GOAL → Starting with the first line of the data and going on through the line with "left=27, top=191, right=473, bottom=289", write those lines out again in full, shifting each bounding box coordinate in the detection results up by 100. Keep every number on the expected output line unchanged.

--------

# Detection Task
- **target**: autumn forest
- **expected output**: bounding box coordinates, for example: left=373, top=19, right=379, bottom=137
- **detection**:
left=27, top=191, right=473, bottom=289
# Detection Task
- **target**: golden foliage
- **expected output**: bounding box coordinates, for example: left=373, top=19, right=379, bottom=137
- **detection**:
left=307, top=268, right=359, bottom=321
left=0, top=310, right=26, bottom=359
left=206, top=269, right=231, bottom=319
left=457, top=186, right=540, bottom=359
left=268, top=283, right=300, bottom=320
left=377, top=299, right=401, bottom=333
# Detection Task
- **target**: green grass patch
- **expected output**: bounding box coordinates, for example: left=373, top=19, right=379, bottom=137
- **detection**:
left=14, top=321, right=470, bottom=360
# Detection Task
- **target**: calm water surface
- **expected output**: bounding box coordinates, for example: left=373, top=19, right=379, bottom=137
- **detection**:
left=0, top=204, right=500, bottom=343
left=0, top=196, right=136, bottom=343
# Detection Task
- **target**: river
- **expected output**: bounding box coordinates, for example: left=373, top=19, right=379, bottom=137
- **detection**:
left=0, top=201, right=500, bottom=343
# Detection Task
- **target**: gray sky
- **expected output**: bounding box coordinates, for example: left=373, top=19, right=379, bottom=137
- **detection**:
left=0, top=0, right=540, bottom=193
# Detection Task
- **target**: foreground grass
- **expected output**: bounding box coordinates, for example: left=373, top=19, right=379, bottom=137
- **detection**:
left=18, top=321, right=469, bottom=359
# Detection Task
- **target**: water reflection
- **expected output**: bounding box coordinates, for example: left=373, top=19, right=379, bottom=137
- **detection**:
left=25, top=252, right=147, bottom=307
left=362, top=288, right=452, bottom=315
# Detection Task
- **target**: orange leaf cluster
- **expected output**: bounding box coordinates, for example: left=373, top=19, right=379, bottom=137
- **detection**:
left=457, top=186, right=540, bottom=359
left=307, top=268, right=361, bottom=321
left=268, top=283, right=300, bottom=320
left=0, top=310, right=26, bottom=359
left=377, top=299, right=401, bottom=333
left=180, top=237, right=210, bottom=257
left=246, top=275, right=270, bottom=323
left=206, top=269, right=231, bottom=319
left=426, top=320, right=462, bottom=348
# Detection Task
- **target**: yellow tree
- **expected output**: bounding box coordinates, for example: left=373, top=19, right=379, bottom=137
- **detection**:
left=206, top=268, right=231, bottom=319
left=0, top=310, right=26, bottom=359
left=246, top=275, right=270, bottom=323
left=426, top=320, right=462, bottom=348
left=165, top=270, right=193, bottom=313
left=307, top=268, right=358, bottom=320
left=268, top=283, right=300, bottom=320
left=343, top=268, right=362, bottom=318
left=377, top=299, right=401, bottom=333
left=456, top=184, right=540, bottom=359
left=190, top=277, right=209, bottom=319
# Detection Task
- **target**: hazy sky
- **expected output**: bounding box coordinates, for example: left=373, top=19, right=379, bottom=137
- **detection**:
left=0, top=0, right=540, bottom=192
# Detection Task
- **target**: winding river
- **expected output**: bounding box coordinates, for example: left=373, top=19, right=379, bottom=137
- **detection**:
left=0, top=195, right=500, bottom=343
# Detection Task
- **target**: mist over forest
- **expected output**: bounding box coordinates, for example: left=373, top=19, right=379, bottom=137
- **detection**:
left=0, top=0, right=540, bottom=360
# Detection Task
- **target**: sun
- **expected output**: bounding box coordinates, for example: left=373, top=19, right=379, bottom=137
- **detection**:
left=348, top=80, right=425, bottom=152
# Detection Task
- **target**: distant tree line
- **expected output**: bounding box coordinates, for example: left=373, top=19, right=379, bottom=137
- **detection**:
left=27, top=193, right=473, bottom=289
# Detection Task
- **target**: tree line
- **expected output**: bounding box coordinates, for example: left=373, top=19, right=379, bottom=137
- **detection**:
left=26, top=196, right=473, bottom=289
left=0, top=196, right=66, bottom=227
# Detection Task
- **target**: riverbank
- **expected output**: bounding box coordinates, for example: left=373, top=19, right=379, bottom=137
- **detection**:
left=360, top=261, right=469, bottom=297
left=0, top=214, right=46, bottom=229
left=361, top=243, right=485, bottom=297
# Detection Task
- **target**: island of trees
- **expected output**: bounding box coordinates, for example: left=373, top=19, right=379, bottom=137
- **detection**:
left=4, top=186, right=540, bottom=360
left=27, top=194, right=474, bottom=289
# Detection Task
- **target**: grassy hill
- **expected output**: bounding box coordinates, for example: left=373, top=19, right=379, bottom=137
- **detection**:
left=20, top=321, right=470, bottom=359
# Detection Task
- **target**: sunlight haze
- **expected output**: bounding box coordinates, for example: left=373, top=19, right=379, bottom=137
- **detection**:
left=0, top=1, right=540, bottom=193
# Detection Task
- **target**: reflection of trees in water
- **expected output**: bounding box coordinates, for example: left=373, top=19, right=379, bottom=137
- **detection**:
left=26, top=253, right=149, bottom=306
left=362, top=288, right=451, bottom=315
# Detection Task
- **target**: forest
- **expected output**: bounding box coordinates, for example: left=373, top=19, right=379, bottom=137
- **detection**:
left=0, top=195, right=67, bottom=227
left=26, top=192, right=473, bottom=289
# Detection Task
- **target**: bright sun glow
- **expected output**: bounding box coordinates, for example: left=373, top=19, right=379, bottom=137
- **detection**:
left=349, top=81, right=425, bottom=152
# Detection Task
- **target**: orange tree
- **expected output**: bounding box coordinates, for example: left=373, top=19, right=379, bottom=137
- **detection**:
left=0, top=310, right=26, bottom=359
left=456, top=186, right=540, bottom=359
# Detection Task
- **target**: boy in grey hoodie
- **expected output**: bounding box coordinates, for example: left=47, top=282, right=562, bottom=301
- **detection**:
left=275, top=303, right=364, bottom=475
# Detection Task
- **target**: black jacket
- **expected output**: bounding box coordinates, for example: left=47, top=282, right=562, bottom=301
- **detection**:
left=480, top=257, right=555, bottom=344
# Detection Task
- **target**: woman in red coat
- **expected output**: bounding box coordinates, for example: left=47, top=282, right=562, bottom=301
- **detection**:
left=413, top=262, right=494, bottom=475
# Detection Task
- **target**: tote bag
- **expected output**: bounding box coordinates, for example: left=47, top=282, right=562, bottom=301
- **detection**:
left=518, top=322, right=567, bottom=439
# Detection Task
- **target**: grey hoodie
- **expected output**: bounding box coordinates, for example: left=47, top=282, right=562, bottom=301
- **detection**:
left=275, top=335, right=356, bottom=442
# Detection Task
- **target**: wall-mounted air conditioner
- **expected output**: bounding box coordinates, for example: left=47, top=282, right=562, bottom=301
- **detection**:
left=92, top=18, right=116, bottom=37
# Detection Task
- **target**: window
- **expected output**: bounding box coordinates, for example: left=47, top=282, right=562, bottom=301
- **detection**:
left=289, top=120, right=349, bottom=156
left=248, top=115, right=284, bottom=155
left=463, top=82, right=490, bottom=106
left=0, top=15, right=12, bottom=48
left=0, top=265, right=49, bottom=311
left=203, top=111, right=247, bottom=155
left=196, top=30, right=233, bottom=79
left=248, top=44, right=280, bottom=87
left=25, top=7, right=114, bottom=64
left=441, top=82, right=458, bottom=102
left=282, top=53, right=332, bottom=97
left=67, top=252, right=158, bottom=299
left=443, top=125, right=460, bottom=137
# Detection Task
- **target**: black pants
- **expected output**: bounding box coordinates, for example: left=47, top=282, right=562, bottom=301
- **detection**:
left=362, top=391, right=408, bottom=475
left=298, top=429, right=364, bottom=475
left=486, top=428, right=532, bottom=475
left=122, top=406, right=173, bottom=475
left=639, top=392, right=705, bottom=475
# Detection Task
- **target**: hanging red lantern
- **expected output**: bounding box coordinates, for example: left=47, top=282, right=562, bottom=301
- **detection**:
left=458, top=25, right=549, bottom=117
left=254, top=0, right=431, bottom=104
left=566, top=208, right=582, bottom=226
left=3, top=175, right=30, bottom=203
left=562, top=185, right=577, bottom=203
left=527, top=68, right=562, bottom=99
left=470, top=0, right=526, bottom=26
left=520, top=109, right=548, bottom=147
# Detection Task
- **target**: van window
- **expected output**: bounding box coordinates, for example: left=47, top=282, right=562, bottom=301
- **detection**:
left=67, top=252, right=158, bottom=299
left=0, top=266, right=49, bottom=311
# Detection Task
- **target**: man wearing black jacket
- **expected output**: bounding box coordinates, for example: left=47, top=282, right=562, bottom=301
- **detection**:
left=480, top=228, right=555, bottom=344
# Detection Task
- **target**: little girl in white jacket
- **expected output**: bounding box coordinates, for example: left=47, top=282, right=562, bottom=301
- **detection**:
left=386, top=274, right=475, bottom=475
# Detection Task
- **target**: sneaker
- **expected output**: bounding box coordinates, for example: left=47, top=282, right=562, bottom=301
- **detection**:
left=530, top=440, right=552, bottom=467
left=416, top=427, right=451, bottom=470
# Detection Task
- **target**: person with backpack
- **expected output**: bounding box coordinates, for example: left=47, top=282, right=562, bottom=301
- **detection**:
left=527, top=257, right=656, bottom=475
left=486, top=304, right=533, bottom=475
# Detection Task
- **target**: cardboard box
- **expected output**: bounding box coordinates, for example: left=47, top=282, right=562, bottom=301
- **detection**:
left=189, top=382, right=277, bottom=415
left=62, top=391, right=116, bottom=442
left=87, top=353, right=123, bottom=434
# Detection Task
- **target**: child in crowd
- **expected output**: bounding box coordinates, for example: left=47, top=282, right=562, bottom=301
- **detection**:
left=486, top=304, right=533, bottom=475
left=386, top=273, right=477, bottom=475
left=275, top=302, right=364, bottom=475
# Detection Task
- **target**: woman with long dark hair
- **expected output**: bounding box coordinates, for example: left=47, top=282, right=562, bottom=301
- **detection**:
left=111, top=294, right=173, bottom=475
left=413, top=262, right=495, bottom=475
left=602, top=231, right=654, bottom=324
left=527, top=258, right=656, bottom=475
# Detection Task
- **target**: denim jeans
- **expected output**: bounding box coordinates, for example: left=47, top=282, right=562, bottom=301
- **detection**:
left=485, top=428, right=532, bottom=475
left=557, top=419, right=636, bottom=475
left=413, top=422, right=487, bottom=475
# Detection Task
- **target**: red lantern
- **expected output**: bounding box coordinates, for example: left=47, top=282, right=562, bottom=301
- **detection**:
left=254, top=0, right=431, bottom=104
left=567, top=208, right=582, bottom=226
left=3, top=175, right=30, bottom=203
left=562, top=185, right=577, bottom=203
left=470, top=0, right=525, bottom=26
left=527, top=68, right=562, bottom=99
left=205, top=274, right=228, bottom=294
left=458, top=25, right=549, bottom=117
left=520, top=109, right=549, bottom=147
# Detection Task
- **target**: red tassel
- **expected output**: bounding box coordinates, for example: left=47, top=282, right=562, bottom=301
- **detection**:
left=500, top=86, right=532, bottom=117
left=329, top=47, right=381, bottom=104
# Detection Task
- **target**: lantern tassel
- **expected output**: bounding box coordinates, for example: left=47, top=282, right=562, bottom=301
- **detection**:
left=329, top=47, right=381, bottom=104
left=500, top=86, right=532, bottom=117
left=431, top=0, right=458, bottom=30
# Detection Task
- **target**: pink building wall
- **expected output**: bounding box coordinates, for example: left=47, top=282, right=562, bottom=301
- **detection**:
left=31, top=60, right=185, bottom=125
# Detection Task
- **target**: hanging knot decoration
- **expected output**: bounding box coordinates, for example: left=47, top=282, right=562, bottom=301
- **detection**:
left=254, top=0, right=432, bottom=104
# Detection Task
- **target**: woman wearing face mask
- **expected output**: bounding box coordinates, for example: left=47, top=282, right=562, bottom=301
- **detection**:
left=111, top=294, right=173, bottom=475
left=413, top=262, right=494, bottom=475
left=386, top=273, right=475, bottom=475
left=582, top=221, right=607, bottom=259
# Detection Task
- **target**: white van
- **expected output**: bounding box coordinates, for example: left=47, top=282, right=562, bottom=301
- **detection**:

--------

OUTPUT BELOW →
# Detection Task
- **target**: autumn forest
- **expected output**: bounding box coordinates, for example: left=373, top=19, right=379, bottom=137
- **detection**:
left=127, top=291, right=573, bottom=389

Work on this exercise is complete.